= CONSIGNE DE TRAVAIL 1 =
Recopiez le passage de l'extrait sur l'inflation qui va de « Les prix à la » jusqu'à « va-t-elle se confirmer? ».
= CONSIGNE DE TRAVAIL 2 =
Prolongez le texte sur l'inflation aux États-Unis et dans la zone euro à partir de sa dernière phrase.

= EXTRAIT =
****
Les prix à la consommation des Etats-Unis nous ont surpris en avril avec une hausse significative. Toutefois, l’évaluation de la pression concernant l’inflation reste difficile. Il est peu probable que la Réserve fédérale se laisse influencer par ce développement. Dans la zone euro, la BCE doit répondre à une question importante: Quel est l’avenir du Pandemic Emergency Purchase Programme (PEPP)?

Tous parlent de l’inflation: va-t-elle se confirmer?
  • La forte hausse de l’indice sous-jacent des Etats-Unis ne peut être due qu’à trois points: Véhicules d’occasion (+21% par rapport à l’année précédente), coût des vols (+9,6%) et location de véhicules (+81%). Si l’on élimine ces composants, il apparaît que la progression de l’inflation sous-jacente reste au niveau d’avant la pandémie. Il est alors évident que les variations des prix reflètent la reprise de l’économie ou les goulots d’étranglement exogènes (comme la pénurie actuelle de micropuces).
****
= EXTRAITS DES ENTRÉES =
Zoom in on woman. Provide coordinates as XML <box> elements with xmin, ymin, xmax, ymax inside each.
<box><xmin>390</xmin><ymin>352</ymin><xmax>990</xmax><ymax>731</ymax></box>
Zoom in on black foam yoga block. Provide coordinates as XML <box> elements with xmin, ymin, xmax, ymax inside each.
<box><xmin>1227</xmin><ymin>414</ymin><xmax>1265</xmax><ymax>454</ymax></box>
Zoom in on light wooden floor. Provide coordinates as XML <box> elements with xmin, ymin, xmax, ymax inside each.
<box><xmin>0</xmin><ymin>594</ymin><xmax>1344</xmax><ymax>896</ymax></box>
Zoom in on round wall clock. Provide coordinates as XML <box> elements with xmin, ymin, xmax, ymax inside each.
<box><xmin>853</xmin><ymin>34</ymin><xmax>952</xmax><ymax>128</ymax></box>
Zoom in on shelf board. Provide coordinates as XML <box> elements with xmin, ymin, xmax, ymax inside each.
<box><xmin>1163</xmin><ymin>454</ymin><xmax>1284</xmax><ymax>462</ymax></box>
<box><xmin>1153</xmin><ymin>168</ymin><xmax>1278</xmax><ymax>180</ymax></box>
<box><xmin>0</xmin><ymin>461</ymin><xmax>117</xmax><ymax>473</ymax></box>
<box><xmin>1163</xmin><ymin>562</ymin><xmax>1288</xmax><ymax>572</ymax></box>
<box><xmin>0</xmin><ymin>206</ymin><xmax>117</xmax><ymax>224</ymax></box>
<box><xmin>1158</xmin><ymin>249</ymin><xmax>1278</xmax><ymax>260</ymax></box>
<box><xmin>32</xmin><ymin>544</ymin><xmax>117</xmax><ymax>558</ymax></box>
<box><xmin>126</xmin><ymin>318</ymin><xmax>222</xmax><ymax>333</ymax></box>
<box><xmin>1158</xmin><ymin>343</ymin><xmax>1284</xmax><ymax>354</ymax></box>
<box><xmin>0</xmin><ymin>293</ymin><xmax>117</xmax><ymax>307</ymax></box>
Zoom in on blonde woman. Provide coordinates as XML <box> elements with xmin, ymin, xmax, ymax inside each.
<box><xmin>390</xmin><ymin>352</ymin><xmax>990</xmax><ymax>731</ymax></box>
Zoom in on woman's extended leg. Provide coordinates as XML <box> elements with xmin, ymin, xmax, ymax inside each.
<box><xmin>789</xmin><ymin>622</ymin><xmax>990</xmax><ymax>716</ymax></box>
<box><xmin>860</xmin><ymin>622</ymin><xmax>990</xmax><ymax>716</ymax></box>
****
= RÉPONSE 1 =
Les prix à la consommation des Etats-Unis nous ont surpris en avril avec une hausse significative. Toutefois, l’évaluation de la pression concernant l’inflation reste difficile. Il est peu probable que la Réserve fédérale se laisse influencer par ce développement. Dans la zone euro, la BCE doit répondre à une question importante: Quel est l’avenir du Pandemic Emergency Purchase Programme (PEPP)?

Tous parlent de l’inflation: va-t-elle se confirmer?

= RÉPONSE 2 =
  • Pour ce qui est de l’avenir, nous pouvons constater, au regard des niveaux de prix toujours bas de certains composants de l’indice, qu’il pourrait y avoir des augmentations dans certains domaines qui ne reflèteront pas nécessairement une véritable modification endogène du régime inflationnaire. Les faucons de l’inflation qualifient le développement salarial d’indicateur, en insistant sur la «pénurie de la main d’oeuvre». Nous ne croyons pas que cette tendance sera significative, même dans les statistiques du développement salarial sur le long terme.
  • Nous sommes d’avis qu’il n’y a pas encore de «smoking gun», indiquant avec fiabilité que l’inflation augmentera durablement aux Etats-Unis. Selon nous, les leaders d’opinion adoptent ici deux positions extrêmes: Les uns considèrent l’inflation comme un «monstre mort» comparable aux années 2012 à 2019, les autres craignent une spirale inflationnaire incontrôlable comme en 1972. Pour stabiliser l’inflation à une valeur de 2%, les preneurs de décision politiques ne doivent pas céder à la panique mais surveiller étroitement les facteurs qui ont une influence significative sur l’inflation, comme les négociations salariales.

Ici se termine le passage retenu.